No . . . they were the kind of socks that I thought that if I pulled the thread, they would start to unravel. But that did not happen at all. That was the first thing I tried to do and it did not work. I wanted to unravel because I was thinking about different things in my life and about breaking habits that I was unhappy with. I was looking for a way to feel different, to feel and think different about how I saw myself in the world. And I knew that I had to dig deep. It was not a very conscious process, but I knew that I wanted to dig deep and change something. That is why I wanted to unravel. I wanted to do something with my work that was the same as what I was doing with my personal life. So I tried with the socks and it did not work, it really did not work. So I started hunting around for something that might unravel. And I tried to pull other things apart, and that also did not work. I was looking around my house – sometimes I have to wreck things to make artwork; sometimes I cut up tables just because I need certain things – so I went up and saw there was a blanket on my bed. It was this red wool blanket that I had for a really long time. And I went to check its thread. It was woven, and that is what you really need, because there is no kind of knotting. So I brought it down to my studio and after I unraveled a little bit I realized that this was perfect. I unraveled probably about half an inch of a 70 inch blanket, and I got a lot of wool – and I immediately was immersed in a project. I made a decision that I was going to rewind it on spools. I did not really know what I was doing, but I wanted to save the thread and it made sense to save onto spools. I am a sculptor so I just made spools to roll the thread onto. That was the beginning of the process. Once I started, I could not really stop.
Is that the whole blanket in “Mariposa?”
Yes. There are some little parts left of it because wool is fuzzy and I had to trim bits of it to be able unravel it, but I also saved those things because I might still use them for something.
And how long did this project take?
Actually, I worked on it for two years, both on the unraveling and the making of the spools.
I am sure it took as long to make the spools as it took to unweave the blanket.
Yes, and all the wood from the spools is reclaimed wood. Also, I did not know this when I brought Mariposa into the gallery to be installed, an intern counted all the spools, and there were 805.
I thought it was in the hundreds but I did not expect the number to he so high!
There are some really little ones . . . In my brain the number was somewhere between 500 and 800, but I was really surprised.
Your work is so different and has so many aspects and you use such varied materials.
I don’t want to jump so quickly from this part of your work to another, but I am really intrigued by your series Five And A Half By Forty. Are you primarily interested in the image or with the objects? Do the objects make sense as a group, or are they individually important?
This series started about twenty years ago. Now, there are twenty-eight pieces, and I plan to continue. I think of it as a time capsule of objects from my lifetime. But they are not actual objects; they are things that I manipulate heavily in Photoshop. I imagine someone opening up this time capsule with these objects in it, and it would tell a different story because of how I manipulated them. It’s about documenting my life-time. Obviously I choose objects that kind of fit into the format, or that I can make fit into the format; there is a chess board in there that is normally square but that I am able to manipulate and make it five and a half by forty inches. If I can work it into the format, I do. There are some things that I would like to put in there, but I can’t make it work.

Photo labels with bounding boxes
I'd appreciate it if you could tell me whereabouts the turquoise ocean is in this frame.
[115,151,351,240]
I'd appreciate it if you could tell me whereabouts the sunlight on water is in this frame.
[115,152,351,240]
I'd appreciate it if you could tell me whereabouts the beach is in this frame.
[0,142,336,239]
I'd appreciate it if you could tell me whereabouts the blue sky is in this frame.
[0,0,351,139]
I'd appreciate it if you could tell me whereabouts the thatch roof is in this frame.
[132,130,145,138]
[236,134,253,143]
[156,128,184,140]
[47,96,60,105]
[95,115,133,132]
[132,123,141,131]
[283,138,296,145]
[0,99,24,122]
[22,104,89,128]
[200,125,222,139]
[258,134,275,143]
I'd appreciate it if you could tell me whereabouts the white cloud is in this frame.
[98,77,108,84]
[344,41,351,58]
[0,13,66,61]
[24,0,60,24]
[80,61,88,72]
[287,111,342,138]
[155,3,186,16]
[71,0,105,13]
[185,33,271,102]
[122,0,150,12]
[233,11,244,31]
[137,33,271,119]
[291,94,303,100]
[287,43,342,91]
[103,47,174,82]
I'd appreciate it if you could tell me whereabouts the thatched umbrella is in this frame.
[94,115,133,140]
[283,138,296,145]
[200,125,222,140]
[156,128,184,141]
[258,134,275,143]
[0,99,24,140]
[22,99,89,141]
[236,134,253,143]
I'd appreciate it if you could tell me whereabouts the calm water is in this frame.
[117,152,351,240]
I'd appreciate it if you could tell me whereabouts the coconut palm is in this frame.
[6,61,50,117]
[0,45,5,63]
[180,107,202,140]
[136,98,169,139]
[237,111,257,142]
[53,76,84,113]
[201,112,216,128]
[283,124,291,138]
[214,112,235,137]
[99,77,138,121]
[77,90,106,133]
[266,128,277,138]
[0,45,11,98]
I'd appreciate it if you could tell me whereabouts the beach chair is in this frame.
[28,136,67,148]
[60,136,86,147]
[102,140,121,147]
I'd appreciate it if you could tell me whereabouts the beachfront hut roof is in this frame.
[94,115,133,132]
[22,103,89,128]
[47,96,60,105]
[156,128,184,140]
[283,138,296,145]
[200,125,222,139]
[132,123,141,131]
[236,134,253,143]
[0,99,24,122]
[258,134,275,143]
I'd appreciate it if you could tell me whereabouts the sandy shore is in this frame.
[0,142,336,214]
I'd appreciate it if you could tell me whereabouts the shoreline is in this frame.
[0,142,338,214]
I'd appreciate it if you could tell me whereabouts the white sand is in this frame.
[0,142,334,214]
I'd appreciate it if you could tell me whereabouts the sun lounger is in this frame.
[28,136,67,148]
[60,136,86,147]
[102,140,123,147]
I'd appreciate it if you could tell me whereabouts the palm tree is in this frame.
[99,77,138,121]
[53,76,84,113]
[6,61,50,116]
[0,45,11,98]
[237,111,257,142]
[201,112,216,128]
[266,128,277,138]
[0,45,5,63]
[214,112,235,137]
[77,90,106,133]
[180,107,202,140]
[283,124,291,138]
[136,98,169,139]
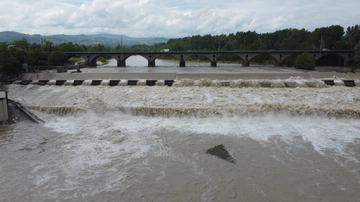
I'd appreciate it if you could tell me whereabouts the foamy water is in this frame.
[0,81,360,201]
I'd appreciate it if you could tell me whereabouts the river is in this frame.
[0,57,360,201]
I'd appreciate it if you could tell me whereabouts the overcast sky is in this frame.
[0,0,360,37]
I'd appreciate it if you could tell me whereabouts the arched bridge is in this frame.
[66,50,352,67]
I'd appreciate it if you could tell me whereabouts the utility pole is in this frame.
[41,37,44,52]
[320,35,322,55]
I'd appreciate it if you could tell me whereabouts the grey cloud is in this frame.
[0,0,360,37]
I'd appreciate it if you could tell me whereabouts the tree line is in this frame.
[0,25,360,74]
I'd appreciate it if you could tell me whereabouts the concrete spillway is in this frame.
[9,78,360,88]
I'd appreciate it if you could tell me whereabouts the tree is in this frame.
[49,51,68,65]
[351,41,360,72]
[295,53,316,70]
[0,43,21,75]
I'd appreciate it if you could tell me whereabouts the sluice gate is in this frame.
[7,79,360,88]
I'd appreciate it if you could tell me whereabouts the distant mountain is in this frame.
[0,31,168,47]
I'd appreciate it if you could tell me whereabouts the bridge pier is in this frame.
[179,60,186,67]
[211,60,217,67]
[87,60,97,67]
[274,60,282,67]
[117,60,126,67]
[242,60,250,67]
[148,59,155,67]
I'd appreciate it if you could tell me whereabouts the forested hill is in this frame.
[0,31,167,47]
[159,25,360,51]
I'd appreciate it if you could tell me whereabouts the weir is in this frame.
[9,79,360,88]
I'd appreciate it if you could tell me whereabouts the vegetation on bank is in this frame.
[0,25,360,75]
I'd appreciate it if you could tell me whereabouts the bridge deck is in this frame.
[22,67,360,80]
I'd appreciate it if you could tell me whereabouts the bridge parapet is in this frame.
[66,50,352,67]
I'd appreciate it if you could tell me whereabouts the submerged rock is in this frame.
[206,144,236,164]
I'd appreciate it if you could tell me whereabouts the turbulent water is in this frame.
[0,80,360,201]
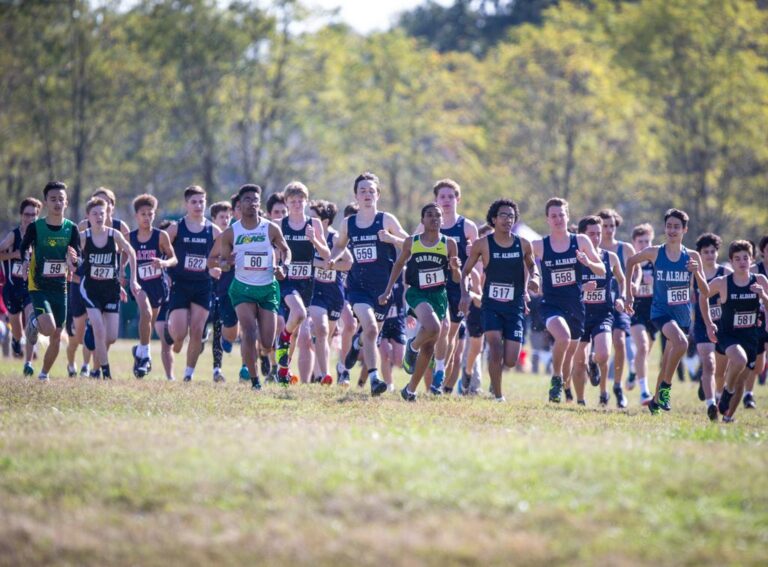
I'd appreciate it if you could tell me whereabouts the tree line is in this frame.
[0,0,768,243]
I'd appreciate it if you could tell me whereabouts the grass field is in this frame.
[0,342,768,566]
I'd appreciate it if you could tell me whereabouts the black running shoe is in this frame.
[549,376,563,404]
[589,357,600,386]
[658,386,672,411]
[371,376,388,397]
[344,329,363,370]
[260,356,272,376]
[717,389,733,415]
[613,384,627,409]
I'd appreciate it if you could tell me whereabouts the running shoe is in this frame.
[659,386,672,411]
[400,385,416,402]
[344,328,363,370]
[549,376,563,404]
[589,356,600,386]
[429,370,445,396]
[371,376,389,397]
[259,355,272,376]
[24,312,37,345]
[403,339,419,374]
[613,384,627,409]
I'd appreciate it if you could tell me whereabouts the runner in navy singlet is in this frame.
[702,240,768,421]
[129,193,177,378]
[693,232,732,421]
[168,185,221,382]
[329,172,408,396]
[275,181,330,384]
[627,209,709,414]
[460,199,540,401]
[533,197,605,403]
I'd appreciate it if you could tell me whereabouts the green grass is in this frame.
[0,342,768,565]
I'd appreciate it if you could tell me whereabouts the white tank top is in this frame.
[232,219,275,285]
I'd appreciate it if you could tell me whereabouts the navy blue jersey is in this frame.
[541,234,583,309]
[347,213,397,294]
[581,250,616,319]
[280,217,315,282]
[3,226,27,289]
[171,218,213,282]
[651,244,693,328]
[128,228,168,298]
[718,274,760,340]
[483,234,525,310]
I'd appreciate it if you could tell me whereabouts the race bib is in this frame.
[733,311,757,329]
[11,262,24,278]
[288,262,312,280]
[43,260,67,278]
[315,268,336,283]
[488,283,515,301]
[184,254,206,272]
[552,268,576,287]
[419,268,445,289]
[584,287,605,303]
[353,244,377,264]
[667,287,691,305]
[137,264,163,281]
[248,252,267,272]
[91,266,115,280]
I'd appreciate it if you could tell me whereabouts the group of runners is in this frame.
[0,178,768,421]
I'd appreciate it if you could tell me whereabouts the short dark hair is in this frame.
[133,193,157,213]
[757,234,768,252]
[237,183,261,201]
[485,199,520,227]
[352,171,381,195]
[267,192,285,215]
[597,209,624,226]
[632,222,653,240]
[664,209,688,228]
[85,197,107,215]
[432,179,461,202]
[19,197,43,214]
[696,232,723,252]
[419,203,443,219]
[211,201,232,219]
[577,215,610,234]
[544,197,568,217]
[344,203,360,218]
[728,240,755,260]
[184,185,205,201]
[43,181,67,200]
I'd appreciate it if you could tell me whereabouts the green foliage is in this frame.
[0,0,768,239]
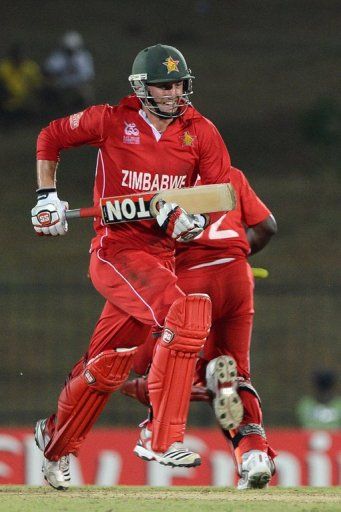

- [Set exercise 1]:
From the interview, what is the passage between "And how long" and "there were 805.", inclusive? Extract it word for word.
- [Set exercise 2]:
Lay out the rows between the line holding "parapet is in this frame." and the line holding "[232,219,275,285]", inclusive, as a numbered list. Skip blank lines and leave out the pictures.

- [Complete output 1]:
And how long did this project take?
Actually, I worked on it for two years, both on the unraveling and the making of the spools.
I am sure it took as long to make the spools as it took to unweave the blanket.
Yes, and all the wood from the spools is reclaimed wood. Also, I did not know this when I brought Mariposa into the gallery to be installed, an intern counted all the spools, and there were 805.

- [Complete output 2]:
1. I'd appreciate it if you could tell me whereabouts the bridge parapet is in this frame.
2. [66,50,352,67]
3. I'd appreciate it if you could tell me whereabouts the submerged rock is in this frame.
4. [206,144,236,164]
5. I'd appreciate it if you could tell me whereabouts the turbulent water is in this frame.
6. [0,80,360,201]
7. I'd appreciate it if you could tell me whereabouts the tree line is in this frame.
8. [0,0,768,243]
9. I'd appreciate it if you could tell me whereabouts the grass field is in this frame.
10. [0,342,768,566]
11. I'd appreciate it if you could tell me whereabouts the black running shoe is in this frame.
12. [549,376,563,404]
13. [589,357,600,386]
14. [658,386,672,411]
15. [371,376,388,397]
16. [344,329,363,370]
17. [260,356,272,376]
18. [717,389,733,415]
19. [613,384,627,409]
20. I'd appreciate it if you could tell me whereabouts the running shoe is in this frame.
21. [659,386,672,411]
22. [400,385,416,402]
23. [344,328,363,370]
24. [549,376,563,404]
25. [589,356,600,386]
26. [429,370,445,396]
27. [371,376,389,397]
28. [259,355,272,376]
29. [24,312,37,345]
30. [403,339,419,374]
31. [613,384,627,409]
32. I'd appreciate it if you could tell me whereabouts the runner in navy singlet is in this frame.
33. [702,240,768,421]
34. [129,193,177,378]
35. [693,232,732,421]
36. [168,185,221,382]
37. [329,172,408,396]
38. [275,181,330,384]
39. [627,209,709,414]
40. [460,199,540,401]
41. [533,197,605,403]
42. I'd appreciate it if you could tell me whereabouts the green grass is in this frame.
43. [0,342,768,565]
44. I'd appreciate it if you could tell me whereabouts the white tank top is in this frame.
45. [232,219,275,285]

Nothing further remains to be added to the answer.